-- Records for the exercise start --
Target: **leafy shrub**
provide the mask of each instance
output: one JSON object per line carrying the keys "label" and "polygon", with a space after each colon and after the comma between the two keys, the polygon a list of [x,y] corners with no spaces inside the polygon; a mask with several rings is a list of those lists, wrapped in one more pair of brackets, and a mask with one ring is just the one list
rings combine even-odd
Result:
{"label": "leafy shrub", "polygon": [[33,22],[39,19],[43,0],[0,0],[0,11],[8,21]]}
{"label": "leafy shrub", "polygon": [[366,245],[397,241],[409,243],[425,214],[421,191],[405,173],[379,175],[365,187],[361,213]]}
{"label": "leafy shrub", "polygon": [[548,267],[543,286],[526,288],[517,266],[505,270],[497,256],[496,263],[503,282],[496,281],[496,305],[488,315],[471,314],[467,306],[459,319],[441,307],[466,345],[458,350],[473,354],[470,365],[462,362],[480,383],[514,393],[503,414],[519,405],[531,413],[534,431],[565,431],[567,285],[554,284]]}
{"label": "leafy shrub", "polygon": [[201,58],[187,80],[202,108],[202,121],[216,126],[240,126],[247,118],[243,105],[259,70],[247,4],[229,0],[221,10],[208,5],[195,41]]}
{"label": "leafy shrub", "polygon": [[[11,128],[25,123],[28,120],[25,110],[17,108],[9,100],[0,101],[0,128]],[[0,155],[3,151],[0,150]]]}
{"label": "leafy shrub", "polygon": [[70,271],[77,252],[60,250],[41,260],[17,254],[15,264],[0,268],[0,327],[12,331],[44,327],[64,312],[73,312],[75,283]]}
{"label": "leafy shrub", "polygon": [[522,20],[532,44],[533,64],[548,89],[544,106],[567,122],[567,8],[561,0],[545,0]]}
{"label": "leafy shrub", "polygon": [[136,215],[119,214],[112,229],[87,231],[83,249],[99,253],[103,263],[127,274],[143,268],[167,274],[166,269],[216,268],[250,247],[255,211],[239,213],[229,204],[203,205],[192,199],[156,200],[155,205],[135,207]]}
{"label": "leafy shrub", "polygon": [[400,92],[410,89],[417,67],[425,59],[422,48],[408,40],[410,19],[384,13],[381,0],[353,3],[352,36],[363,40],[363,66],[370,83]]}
-- Records for the exercise end --
Exercise prompt:
Update the rows above by replacing every occurrence of "mask" with "region" and leaving everything else unchanged.

Solution to this task:
Target: **leafy shrub**
provide the region of each instance
output: one JSON object per line carrying the keys "label" and "polygon", with a space after each colon and after the comma between the two keys, the polygon a list of [x,y] corners with no spaces inside the polygon; a region with several rings is a list of those lists, wrapped in one more pair of brackets, and a region with one ring is just the one list
rings combine even-odd
Result:
{"label": "leafy shrub", "polygon": [[33,22],[39,19],[43,0],[0,0],[0,11],[8,21]]}
{"label": "leafy shrub", "polygon": [[366,245],[397,241],[409,243],[425,214],[421,191],[405,173],[379,175],[365,187],[361,213]]}
{"label": "leafy shrub", "polygon": [[548,267],[543,286],[526,288],[517,266],[505,270],[497,256],[496,263],[503,282],[496,281],[496,305],[488,315],[471,314],[467,306],[459,319],[441,307],[466,345],[458,350],[473,354],[470,365],[462,362],[480,383],[514,393],[503,414],[519,405],[531,413],[534,431],[565,431],[567,285],[554,284]]}
{"label": "leafy shrub", "polygon": [[201,58],[187,80],[202,108],[202,121],[216,126],[240,126],[247,118],[243,105],[259,70],[247,4],[229,0],[221,10],[208,5],[195,41]]}
{"label": "leafy shrub", "polygon": [[[11,128],[25,123],[28,120],[25,110],[17,108],[9,100],[0,101],[0,128]],[[0,155],[3,151],[0,150]]]}
{"label": "leafy shrub", "polygon": [[70,271],[77,252],[60,250],[41,260],[17,254],[15,264],[0,268],[0,327],[12,331],[44,327],[64,312],[73,312],[75,283]]}
{"label": "leafy shrub", "polygon": [[522,20],[532,44],[533,64],[548,89],[544,106],[567,122],[567,8],[561,0],[545,0]]}
{"label": "leafy shrub", "polygon": [[136,215],[119,214],[112,229],[87,231],[83,249],[99,253],[103,263],[127,274],[143,268],[167,274],[166,269],[216,268],[250,247],[255,211],[239,213],[229,204],[203,205],[192,199],[156,200],[155,205],[135,207]]}
{"label": "leafy shrub", "polygon": [[400,92],[410,89],[417,67],[425,59],[422,48],[408,40],[410,19],[384,13],[381,0],[353,3],[352,36],[363,40],[363,66],[370,83]]}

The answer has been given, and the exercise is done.